### GIVEN EXERCISE 1
In the dataset entries below, swap "instance" for "occurrence" and leave everything else unchanged.

### PASSAGE GIVEN
Please refer to my previous comment for the updated information https://github.com/choderalab/perses/issues/1058#issuecomment-1217359114 . I settled on using my local A4000 GPU due to some replicability issues when using lilac 1080ti nodes.
I re-run the tests and updated the plots. Basically we were facing the problem that @zhang-ivy has already warned us about in the last part of https://github.com/choderalab/perses/pull/1054#issuecomment-1178224781
We have a slowdown problem when we generate the HTF and run the simulation in the same script, this was causing the extra overhead. To avoid this I had to save the HTFs to pickle files and then load them to run the simulation in a separate script. We don't know why this is happening but we will try to debug this further on some other issue report.

Entries contained in a dataset
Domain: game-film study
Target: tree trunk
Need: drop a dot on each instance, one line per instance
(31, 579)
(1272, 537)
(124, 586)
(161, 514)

### GIVEN EXERCISE 2
Transcribe the part of the comment about the simulation slowdown above that opens with the words containing "I re-run the" and closes with "other issue report.".

### FULL SOLUTION 1
Domain: game-film study
Target: tree trunk
Need: drop a dot on each occurrence, one line per occurrence
(31, 579)
(1272, 537)
(124, 586)
(161, 514)

### FULL SOLUTION 2
I re-run the tests and updated the plots. Basically we were facing the problem that @zhang-ivy has already warned us about in the last part of https://github.com/choderalab/perses/pull/1054#issuecomment-1178224781
We have a slowdown problem when we generate the HTF and run the simulation in the same script, this was causing the extra overhead. To avoid this I had to save the HTFs to pickle files and then load them to run the simulation in a separate script. We don't know why this is happening but we will try to debug this further on some other issue report.